PROBLEM DETAILS
Repeat all of the data precisely.
*** EXERCISE INPUT Section Begins ***
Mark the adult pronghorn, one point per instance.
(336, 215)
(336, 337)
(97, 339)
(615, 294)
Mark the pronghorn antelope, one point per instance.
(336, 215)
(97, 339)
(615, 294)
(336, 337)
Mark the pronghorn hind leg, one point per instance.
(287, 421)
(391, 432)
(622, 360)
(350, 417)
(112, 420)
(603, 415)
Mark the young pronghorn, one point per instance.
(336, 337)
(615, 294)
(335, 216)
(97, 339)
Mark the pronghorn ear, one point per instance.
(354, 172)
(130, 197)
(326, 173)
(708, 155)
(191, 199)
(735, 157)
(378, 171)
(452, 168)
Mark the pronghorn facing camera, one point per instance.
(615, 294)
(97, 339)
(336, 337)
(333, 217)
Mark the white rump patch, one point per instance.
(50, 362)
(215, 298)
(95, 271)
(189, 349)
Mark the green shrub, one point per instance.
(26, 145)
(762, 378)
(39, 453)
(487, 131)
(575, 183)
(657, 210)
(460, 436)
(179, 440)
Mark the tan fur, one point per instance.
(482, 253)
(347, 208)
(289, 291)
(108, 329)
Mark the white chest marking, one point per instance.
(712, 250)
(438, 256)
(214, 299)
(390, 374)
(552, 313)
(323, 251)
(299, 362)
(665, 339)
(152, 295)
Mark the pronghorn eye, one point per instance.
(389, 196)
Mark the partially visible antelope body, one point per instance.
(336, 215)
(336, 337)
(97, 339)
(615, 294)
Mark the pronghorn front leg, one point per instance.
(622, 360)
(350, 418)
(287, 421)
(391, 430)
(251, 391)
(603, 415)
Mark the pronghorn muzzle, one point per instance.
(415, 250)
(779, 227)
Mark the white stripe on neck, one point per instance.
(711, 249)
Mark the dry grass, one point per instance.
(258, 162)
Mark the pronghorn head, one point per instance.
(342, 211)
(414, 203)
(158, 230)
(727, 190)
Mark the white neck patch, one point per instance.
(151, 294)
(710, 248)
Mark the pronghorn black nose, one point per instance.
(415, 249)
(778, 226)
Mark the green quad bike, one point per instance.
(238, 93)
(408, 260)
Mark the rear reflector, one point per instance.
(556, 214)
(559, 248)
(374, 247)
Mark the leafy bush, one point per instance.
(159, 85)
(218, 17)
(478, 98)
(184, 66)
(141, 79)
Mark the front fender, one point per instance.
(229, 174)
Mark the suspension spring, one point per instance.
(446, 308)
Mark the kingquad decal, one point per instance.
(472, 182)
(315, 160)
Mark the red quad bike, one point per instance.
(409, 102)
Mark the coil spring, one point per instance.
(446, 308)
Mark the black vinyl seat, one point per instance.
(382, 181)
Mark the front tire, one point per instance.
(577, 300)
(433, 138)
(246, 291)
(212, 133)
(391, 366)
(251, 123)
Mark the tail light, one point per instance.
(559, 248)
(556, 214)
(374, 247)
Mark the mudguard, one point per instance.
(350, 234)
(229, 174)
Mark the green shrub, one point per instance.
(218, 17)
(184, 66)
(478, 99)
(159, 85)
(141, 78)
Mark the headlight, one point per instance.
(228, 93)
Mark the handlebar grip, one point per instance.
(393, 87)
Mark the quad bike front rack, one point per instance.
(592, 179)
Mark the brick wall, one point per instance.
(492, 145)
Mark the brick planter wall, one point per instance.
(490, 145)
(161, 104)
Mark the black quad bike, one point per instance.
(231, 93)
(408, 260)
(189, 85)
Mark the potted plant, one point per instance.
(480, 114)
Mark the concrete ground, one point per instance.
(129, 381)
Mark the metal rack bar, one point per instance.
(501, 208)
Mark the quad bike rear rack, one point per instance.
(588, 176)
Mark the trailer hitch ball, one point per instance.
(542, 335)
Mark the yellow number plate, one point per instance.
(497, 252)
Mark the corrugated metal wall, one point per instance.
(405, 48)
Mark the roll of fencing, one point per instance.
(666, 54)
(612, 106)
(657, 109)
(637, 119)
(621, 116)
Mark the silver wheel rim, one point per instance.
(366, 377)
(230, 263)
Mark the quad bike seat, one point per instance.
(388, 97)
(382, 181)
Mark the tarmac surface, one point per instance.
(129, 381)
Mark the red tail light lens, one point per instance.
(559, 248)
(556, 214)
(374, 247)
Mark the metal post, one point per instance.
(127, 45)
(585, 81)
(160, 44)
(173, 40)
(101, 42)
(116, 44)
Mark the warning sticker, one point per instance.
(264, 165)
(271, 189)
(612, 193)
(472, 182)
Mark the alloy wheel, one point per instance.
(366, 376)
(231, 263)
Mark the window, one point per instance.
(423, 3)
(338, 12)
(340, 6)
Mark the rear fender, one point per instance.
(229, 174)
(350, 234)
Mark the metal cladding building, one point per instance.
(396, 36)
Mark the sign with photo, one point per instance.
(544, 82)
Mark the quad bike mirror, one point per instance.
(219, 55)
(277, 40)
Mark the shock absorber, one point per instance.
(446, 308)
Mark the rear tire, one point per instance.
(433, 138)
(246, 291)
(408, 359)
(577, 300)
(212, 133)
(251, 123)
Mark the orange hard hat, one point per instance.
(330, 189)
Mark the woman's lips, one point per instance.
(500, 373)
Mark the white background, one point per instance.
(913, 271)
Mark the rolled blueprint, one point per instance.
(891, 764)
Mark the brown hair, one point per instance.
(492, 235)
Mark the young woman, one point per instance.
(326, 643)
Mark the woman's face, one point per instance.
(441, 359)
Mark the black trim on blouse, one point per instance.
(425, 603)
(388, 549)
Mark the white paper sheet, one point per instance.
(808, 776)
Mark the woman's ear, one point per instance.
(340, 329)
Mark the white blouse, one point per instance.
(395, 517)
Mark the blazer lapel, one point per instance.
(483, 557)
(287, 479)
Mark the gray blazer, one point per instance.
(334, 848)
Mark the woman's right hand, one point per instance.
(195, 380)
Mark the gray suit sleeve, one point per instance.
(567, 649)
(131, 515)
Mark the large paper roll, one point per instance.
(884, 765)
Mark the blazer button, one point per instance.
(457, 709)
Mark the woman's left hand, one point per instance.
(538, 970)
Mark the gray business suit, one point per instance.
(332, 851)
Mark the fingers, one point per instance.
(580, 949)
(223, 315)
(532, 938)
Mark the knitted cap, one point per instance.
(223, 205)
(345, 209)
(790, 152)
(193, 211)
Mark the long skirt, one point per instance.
*** EXERCISE INPUT Section Ends ***
EXERCISE RESPONSE
Mark the adult pronghorn, one point per instance.
(336, 215)
(336, 337)
(97, 339)
(615, 294)
Mark the pronghorn antelope, one point per instance.
(336, 215)
(97, 339)
(615, 294)
(336, 337)
Mark the pronghorn hind leg, one point per instance.
(287, 421)
(391, 432)
(622, 360)
(350, 417)
(112, 420)
(603, 415)
Mark the young pronghorn, one point per instance.
(336, 337)
(615, 294)
(335, 216)
(97, 339)
Mark the pronghorn ear, one point per instance.
(354, 172)
(130, 197)
(326, 173)
(708, 155)
(191, 199)
(735, 157)
(378, 171)
(452, 168)
Mark the pronghorn facing camera, one point per instance.
(615, 294)
(97, 339)
(336, 337)
(333, 217)
Mark the white rump patch, one point per instance.
(50, 362)
(215, 298)
(95, 271)
(189, 349)
Mark the green shrub, one point per instance.
(26, 145)
(762, 378)
(39, 453)
(487, 131)
(575, 183)
(657, 210)
(460, 436)
(179, 440)
Mark the tan fur, one point per instance.
(482, 253)
(347, 208)
(289, 291)
(108, 329)
Mark the white chest marking, one point per instance.
(712, 250)
(438, 256)
(214, 299)
(390, 374)
(552, 313)
(323, 251)
(299, 362)
(665, 339)
(152, 295)
Mark the pronghorn eye, one point per instance.
(389, 196)
Mark the partially visible antelope body, one point per instance.
(336, 215)
(336, 337)
(97, 339)
(615, 294)
Mark the pronghorn front leg, one point per instance.
(622, 360)
(350, 418)
(287, 421)
(391, 430)
(251, 391)
(603, 415)
Mark the pronghorn muzzle, one point per instance.
(415, 250)
(779, 227)
Mark the white stripe on neck, one point per instance.
(711, 249)
Mark the dry grass, one point per instance.
(258, 162)
Mark the pronghorn head, one point per instance.
(342, 211)
(414, 203)
(158, 230)
(727, 190)
Mark the white neck patch, one point per instance.
(151, 294)
(710, 248)
Mark the pronghorn black nose, one point per instance.
(415, 249)
(778, 226)
Mark the green quad bike, one point per instance.
(238, 93)
(408, 260)
Mark the rear reflector, one point per instance.
(556, 214)
(559, 248)
(374, 247)
Mark the leafy bush, one point per instance.
(159, 85)
(218, 17)
(478, 98)
(184, 66)
(141, 79)
Mark the front fender, one point per instance.
(229, 174)
Mark the suspension spring, one point per instance.
(446, 308)
Mark the kingquad decal, one point per instance.
(472, 182)
(315, 160)
Mark the red quad bike, one point per instance.
(409, 102)
Mark the coil spring, one point per instance.
(446, 308)
Mark the black vinyl seat, one point per instance.
(382, 181)
Mark the front tire, one point per instance.
(577, 300)
(433, 138)
(246, 291)
(212, 133)
(391, 366)
(251, 123)
Mark the tail light, one point per instance.
(559, 248)
(556, 214)
(374, 247)
Mark the mudguard, one point per instance.
(350, 234)
(229, 174)
Mark the green shrub, one point per instance.
(218, 17)
(184, 66)
(478, 99)
(159, 85)
(141, 78)
Mark the headlight, one point per instance.
(228, 93)
Mark the handlebar grip, one point per instance.
(393, 87)
Mark the quad bike front rack, one point per instance.
(592, 179)
Mark the brick wall, one point per instance.
(492, 145)
Mark the brick planter wall, one point per instance.
(490, 145)
(161, 104)
Mark the black quad bike, one point per instance.
(231, 93)
(408, 260)
(189, 85)
Mark the potted plant, one point per instance.
(480, 114)
Mark the concrete ground, one point per instance.
(129, 381)
Mark the metal rack bar, one point per instance.
(501, 208)
Mark the quad bike rear rack, one point per instance.
(588, 176)
Mark the trailer hitch ball, one point per instance.
(542, 335)
Mark the yellow number plate, one point per instance.
(497, 252)
Mark the corrugated metal wall, one point per instance.
(405, 48)
Mark the roll of fencing, one point per instance.
(666, 54)
(612, 106)
(657, 109)
(637, 119)
(621, 116)
Mark the silver wheel rim, one point per instance.
(366, 377)
(230, 263)
Mark the quad bike seat, one point per instance.
(388, 97)
(382, 181)
Mark the tarmac surface, one point per instance.
(129, 381)
Mark the red tail light lens, one point per instance.
(559, 248)
(556, 214)
(374, 247)
Mark the metal post, one point per instance.
(127, 45)
(585, 81)
(160, 44)
(173, 40)
(101, 42)
(116, 44)
Mark the warning sticker, one point per instance.
(264, 165)
(271, 189)
(612, 193)
(472, 182)
Mark the alloy wheel, one point per instance.
(366, 376)
(231, 263)
Mark the window, one point per instance.
(423, 3)
(338, 12)
(340, 6)
Mark the rear fender, one point per instance.
(229, 174)
(350, 234)
Mark the metal cladding building, one point per instance.
(396, 36)
Mark the sign with photo, one point per instance.
(544, 82)
Mark the quad bike mirror, one point per instance.
(219, 55)
(277, 40)
Mark the shock absorber, one point per instance.
(446, 308)
Mark the rear tire, one point per instance.
(433, 138)
(246, 291)
(408, 359)
(577, 300)
(212, 133)
(251, 123)
Mark the orange hard hat, one point per instance.
(330, 189)
Mark the woman's lips, one point per instance.
(500, 373)
Mark the white background, one point per instance.
(913, 271)
Mark the rolled blueprint, one point per instance.
(891, 764)
Mark the brown hair, one point per instance.
(492, 235)
Mark the young woman, one point per instance.
(326, 643)
Mark the woman's face, one point per instance.
(441, 359)
Mark the black trim on blouse, one point per instance.
(425, 603)
(388, 549)
Mark the white paper sheet, one point per instance.
(808, 776)
Mark the woman's ear, one point per instance.
(340, 329)
Mark the white blouse, one point per instance.
(395, 517)
Mark the blazer lapel, one point per instance.
(483, 557)
(287, 479)
Mark the gray blazer, one point per instance.
(334, 848)
Mark the woman's right hand, one point per instance.
(195, 380)
Mark the gray suit sleeve, one point per instance.
(567, 649)
(131, 515)
Mark the large paper roll, one point per instance.
(884, 765)
Mark the blazer button, one point per instance.
(457, 709)
Mark the woman's left hand, one point per instance.
(538, 970)
Mark the gray business suit, one point per instance.
(332, 851)
Mark the fingers, one point per instance.
(580, 949)
(223, 315)
(532, 938)
Mark the knitted cap, one point per instance.
(223, 205)
(345, 209)
(790, 152)
(193, 211)
Mark the long skirt, one point per instance.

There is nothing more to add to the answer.